• _WHAT YOU NEED TO DO_: Both the line with "pixel 153 76" and the line with "pixel 97 97" in the records below must appear in the output, along with every line between them, exactly and with nothing added.

• _PROVIDED MATERIAL_:
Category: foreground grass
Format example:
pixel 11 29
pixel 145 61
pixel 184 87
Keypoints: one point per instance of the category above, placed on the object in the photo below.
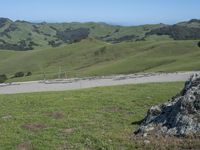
pixel 98 118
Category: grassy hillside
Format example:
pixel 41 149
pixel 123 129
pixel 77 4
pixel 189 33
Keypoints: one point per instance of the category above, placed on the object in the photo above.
pixel 99 118
pixel 22 36
pixel 92 57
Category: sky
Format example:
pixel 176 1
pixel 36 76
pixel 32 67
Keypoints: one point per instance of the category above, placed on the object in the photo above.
pixel 122 12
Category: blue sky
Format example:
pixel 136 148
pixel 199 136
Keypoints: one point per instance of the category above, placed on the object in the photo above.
pixel 124 12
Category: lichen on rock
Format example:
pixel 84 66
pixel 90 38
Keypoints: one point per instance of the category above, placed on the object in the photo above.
pixel 179 117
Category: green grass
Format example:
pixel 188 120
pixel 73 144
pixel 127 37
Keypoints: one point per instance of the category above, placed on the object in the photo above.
pixel 98 118
pixel 92 57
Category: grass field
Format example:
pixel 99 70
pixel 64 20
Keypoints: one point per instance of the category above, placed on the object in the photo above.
pixel 92 57
pixel 99 118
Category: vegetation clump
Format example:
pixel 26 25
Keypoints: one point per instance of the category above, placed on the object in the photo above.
pixel 3 78
pixel 19 74
pixel 198 44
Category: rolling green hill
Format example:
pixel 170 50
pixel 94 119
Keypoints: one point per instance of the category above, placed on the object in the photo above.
pixel 91 49
pixel 22 36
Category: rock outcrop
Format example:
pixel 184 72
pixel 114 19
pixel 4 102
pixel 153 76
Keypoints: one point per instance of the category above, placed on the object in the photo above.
pixel 179 117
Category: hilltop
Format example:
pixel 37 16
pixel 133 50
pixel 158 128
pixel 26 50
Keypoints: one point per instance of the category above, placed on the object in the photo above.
pixel 22 35
pixel 91 49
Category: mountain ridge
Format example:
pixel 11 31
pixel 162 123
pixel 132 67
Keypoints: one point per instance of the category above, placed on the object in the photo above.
pixel 22 35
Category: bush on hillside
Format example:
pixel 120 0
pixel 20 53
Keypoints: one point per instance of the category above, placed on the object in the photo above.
pixel 29 73
pixel 199 43
pixel 3 78
pixel 19 74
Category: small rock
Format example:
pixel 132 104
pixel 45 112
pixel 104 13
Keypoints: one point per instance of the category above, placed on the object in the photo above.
pixel 180 116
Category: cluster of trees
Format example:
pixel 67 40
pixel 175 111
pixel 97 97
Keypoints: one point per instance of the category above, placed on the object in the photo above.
pixel 3 77
pixel 20 46
pixel 73 35
pixel 177 32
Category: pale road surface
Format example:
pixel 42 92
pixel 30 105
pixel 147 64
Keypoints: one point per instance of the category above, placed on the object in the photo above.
pixel 81 83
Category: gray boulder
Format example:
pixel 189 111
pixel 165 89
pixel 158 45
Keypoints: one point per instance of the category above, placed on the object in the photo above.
pixel 179 117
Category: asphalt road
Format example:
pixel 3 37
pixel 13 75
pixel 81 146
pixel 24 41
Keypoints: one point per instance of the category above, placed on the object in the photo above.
pixel 82 83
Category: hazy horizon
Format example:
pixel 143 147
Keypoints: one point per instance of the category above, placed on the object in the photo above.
pixel 129 12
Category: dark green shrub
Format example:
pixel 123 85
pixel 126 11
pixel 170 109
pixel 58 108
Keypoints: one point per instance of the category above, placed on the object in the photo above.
pixel 19 74
pixel 198 44
pixel 29 73
pixel 3 78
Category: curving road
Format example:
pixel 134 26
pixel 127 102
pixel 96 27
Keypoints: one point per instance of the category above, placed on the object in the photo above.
pixel 81 83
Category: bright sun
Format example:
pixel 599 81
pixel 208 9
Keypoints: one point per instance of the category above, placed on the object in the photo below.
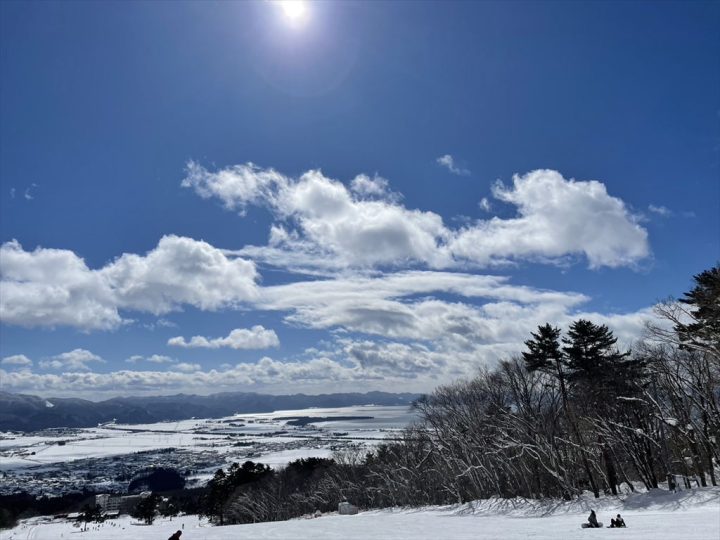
pixel 294 10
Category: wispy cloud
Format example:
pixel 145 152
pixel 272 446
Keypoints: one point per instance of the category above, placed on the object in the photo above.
pixel 448 162
pixel 660 210
pixel 76 360
pixel 256 337
pixel 17 360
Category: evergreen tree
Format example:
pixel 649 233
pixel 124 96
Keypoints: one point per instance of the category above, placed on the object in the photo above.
pixel 544 352
pixel 145 509
pixel 596 368
pixel 703 332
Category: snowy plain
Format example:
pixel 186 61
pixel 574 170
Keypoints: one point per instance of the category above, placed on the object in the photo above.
pixel 658 515
pixel 60 461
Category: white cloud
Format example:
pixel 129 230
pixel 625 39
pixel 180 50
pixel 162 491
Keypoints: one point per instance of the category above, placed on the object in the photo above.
pixel 398 306
pixel 19 360
pixel 77 359
pixel 324 221
pixel 180 271
pixel 660 210
pixel 448 162
pixel 185 367
pixel 53 287
pixel 476 336
pixel 318 374
pixel 557 217
pixel 375 187
pixel 256 337
pixel 155 359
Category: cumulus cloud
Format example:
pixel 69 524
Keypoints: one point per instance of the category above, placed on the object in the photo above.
pixel 660 210
pixel 53 287
pixel 344 364
pixel 185 367
pixel 77 359
pixel 322 220
pixel 18 360
pixel 556 217
pixel 448 162
pixel 180 271
pixel 155 359
pixel 489 312
pixel 257 337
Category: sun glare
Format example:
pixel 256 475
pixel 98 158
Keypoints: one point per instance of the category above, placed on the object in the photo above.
pixel 295 11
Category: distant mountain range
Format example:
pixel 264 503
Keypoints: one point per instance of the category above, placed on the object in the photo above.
pixel 21 412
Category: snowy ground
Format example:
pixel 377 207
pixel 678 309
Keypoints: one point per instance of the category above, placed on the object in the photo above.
pixel 688 515
pixel 60 461
pixel 25 451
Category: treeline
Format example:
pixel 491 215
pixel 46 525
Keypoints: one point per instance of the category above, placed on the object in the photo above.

• _RESPONSE TO THIS EXERCISE_:
pixel 153 76
Keypoints: one point per instance of the category above, placed on the object in the photo above.
pixel 179 117
Category: hilltop
Format example:
pixel 37 16
pixel 133 50
pixel 158 128
pixel 26 50
Keypoints: one point per instance of the category above, placed on the object in the photo above.
pixel 22 35
pixel 91 49
Category: mountain ridge
Format example:
pixel 11 31
pixel 162 123
pixel 132 67
Keypoints: one point per instance of the category above, placed on the object in the photo above.
pixel 22 35
Category: bush on hillside
Format example:
pixel 120 0
pixel 20 53
Keypoints: one point per instance of the category above, placed on the object in the photo above.
pixel 29 73
pixel 199 43
pixel 3 78
pixel 19 74
Category: small rock
Format example:
pixel 132 104
pixel 45 112
pixel 104 13
Keypoints: one point per instance of the category above, placed on the object in the photo above.
pixel 180 116
Category: cluster of trees
Format example:
pixel 67 40
pixel 175 111
pixel 97 97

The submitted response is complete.